Exercise materials –
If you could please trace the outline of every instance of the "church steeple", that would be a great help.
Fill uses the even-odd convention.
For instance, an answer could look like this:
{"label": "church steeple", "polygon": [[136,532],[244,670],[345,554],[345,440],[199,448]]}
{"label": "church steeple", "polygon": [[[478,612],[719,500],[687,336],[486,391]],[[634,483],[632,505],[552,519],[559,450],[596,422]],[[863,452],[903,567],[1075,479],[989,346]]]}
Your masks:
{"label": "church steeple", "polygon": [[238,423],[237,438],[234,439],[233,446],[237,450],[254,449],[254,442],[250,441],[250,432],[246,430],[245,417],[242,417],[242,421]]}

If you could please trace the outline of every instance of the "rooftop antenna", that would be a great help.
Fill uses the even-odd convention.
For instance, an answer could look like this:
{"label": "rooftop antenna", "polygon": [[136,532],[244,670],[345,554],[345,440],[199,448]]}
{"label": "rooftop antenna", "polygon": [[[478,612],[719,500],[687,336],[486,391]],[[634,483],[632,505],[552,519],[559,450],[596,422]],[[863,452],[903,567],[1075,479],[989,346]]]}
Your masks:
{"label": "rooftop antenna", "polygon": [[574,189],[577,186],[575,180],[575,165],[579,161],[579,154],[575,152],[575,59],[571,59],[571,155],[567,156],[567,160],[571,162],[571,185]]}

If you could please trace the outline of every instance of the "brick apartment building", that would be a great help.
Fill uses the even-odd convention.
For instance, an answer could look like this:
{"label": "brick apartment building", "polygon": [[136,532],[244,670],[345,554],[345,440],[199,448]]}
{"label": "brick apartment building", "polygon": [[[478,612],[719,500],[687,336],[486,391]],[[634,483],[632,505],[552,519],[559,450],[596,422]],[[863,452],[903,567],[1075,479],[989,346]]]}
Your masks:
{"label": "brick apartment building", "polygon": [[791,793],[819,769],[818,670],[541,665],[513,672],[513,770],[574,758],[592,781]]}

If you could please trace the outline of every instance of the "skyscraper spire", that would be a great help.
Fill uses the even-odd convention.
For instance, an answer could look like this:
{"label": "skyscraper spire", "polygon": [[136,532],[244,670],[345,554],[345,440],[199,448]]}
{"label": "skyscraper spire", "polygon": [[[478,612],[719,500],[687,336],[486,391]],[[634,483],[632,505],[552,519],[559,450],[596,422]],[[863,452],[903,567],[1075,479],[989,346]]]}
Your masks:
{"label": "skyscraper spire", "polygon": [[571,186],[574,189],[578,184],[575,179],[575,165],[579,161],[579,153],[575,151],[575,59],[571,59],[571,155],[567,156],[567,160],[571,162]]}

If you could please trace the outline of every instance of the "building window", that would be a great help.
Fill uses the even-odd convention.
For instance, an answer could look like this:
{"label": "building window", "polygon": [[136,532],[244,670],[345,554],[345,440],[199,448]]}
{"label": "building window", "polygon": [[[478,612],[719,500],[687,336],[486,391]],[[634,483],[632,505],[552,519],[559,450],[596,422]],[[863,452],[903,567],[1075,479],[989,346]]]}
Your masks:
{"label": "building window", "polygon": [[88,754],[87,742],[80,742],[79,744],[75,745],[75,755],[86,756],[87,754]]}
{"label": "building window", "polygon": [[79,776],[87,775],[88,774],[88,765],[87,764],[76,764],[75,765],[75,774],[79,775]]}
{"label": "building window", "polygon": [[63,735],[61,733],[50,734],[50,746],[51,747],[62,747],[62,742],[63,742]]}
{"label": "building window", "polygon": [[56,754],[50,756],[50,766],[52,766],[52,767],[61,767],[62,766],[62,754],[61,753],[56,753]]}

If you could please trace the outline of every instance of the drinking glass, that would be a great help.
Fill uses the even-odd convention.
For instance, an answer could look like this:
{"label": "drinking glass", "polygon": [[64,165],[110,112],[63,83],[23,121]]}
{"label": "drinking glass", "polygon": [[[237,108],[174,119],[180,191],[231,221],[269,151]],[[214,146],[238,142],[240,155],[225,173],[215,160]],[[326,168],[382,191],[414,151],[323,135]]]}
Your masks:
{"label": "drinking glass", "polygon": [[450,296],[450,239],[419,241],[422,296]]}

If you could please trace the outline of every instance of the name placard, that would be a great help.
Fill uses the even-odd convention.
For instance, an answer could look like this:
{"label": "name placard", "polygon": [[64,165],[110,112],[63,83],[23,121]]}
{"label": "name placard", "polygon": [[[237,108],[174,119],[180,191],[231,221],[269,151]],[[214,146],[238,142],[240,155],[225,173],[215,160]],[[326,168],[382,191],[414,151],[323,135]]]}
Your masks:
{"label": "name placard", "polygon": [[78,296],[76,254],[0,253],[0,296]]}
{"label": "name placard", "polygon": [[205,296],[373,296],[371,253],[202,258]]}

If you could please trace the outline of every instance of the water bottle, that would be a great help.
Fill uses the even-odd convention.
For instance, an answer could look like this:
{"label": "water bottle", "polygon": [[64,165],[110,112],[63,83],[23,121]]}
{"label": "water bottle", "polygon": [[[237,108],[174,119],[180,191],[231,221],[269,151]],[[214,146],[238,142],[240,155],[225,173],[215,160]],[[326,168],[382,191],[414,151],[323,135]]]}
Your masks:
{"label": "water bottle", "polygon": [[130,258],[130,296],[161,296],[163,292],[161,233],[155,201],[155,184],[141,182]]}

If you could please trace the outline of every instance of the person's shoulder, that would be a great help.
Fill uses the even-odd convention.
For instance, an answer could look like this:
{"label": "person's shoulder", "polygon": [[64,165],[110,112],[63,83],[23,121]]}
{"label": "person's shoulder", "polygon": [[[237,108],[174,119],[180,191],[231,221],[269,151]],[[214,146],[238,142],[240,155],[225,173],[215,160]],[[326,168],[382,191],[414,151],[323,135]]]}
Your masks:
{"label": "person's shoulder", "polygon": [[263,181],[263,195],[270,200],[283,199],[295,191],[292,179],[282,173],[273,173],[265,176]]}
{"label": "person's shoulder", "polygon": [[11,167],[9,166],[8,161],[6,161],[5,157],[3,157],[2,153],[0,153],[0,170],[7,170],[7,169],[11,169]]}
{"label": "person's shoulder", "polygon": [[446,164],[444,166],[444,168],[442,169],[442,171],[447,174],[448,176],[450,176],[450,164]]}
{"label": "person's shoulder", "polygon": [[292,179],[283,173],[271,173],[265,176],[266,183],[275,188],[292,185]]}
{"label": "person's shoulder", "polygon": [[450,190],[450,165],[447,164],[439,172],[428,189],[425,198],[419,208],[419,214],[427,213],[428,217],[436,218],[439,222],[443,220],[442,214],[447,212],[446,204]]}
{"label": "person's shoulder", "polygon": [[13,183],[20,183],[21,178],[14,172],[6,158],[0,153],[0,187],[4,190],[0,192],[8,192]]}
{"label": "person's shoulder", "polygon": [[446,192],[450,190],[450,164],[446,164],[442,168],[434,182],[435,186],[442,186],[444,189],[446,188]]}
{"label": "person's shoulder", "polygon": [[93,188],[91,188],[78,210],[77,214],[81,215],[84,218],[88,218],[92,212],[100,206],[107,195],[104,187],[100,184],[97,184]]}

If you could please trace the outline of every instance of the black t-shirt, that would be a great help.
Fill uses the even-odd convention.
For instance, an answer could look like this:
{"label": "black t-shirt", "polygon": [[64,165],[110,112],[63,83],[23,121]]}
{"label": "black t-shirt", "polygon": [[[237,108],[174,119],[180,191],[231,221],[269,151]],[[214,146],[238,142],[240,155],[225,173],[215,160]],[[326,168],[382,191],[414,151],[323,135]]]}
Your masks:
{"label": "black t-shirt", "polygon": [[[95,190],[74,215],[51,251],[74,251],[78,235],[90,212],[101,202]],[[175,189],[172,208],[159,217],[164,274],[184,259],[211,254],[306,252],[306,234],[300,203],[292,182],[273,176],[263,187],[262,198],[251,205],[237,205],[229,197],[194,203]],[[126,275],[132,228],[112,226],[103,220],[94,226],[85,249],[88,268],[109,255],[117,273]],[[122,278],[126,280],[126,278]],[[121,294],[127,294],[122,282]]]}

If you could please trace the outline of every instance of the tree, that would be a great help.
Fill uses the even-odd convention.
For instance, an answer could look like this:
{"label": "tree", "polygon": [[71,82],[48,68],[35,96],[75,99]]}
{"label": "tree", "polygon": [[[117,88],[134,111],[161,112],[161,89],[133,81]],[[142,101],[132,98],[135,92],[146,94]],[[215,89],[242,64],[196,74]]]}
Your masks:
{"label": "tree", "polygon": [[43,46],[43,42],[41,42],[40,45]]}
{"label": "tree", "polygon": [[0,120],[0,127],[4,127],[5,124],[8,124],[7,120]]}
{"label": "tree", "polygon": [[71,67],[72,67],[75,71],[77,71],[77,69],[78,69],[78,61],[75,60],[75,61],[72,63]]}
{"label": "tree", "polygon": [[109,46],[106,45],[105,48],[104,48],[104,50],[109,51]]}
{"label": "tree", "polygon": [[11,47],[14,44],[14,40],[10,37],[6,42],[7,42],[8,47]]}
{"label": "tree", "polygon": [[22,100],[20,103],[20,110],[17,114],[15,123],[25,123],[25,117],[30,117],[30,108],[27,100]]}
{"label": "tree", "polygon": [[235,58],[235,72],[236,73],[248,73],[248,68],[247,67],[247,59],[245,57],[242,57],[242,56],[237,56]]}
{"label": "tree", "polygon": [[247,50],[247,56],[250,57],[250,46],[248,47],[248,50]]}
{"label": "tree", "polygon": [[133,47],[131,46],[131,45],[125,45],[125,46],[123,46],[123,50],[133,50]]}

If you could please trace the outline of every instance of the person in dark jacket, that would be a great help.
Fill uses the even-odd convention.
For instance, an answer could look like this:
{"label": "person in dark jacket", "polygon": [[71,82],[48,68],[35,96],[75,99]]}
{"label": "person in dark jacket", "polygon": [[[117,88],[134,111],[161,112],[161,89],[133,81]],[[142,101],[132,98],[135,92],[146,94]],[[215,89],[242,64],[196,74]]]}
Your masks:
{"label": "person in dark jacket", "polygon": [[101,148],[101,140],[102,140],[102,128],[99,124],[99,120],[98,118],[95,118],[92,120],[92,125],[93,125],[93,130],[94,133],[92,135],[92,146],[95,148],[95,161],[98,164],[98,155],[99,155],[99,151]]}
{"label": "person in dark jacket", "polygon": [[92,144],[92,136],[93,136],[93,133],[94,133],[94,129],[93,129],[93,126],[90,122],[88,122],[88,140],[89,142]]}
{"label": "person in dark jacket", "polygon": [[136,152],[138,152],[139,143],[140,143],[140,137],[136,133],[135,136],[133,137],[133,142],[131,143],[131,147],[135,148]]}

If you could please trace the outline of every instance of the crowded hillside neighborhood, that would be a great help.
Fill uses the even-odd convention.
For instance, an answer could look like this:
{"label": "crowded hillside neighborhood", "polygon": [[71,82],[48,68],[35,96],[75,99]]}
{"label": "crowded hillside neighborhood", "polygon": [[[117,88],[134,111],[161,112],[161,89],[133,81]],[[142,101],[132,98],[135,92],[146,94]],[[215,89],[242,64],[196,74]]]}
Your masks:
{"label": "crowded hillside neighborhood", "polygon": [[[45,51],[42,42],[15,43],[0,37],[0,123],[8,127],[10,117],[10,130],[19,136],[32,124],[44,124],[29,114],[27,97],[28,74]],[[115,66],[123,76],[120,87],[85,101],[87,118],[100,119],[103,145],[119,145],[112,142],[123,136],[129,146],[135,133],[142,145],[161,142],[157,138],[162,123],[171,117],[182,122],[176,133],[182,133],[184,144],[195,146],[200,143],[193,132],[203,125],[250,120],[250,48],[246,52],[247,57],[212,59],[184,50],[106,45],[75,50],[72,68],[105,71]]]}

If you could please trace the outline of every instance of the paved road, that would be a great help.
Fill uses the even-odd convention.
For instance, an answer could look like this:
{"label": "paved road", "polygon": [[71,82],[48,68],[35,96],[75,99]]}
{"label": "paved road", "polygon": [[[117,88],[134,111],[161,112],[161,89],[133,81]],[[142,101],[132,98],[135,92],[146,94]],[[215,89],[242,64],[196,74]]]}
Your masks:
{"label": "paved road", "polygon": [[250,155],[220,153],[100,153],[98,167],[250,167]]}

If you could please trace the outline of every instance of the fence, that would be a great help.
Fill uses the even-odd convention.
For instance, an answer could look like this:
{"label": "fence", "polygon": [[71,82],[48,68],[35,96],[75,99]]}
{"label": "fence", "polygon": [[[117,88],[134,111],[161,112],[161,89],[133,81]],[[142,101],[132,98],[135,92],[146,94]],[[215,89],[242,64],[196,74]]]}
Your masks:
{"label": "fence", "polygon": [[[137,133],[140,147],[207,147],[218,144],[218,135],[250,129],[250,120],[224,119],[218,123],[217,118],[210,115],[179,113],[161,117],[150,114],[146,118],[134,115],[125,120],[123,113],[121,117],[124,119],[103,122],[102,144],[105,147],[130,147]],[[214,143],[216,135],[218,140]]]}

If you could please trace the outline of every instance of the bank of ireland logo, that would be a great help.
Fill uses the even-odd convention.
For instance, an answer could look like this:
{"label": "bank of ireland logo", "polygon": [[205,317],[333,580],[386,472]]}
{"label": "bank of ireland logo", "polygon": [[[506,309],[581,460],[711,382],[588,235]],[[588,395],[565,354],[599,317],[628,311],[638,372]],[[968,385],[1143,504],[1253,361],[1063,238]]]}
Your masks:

Exercise aim – In the entries above, count the lines that include "bank" and write nothing but that number.

Response to the exercise – 3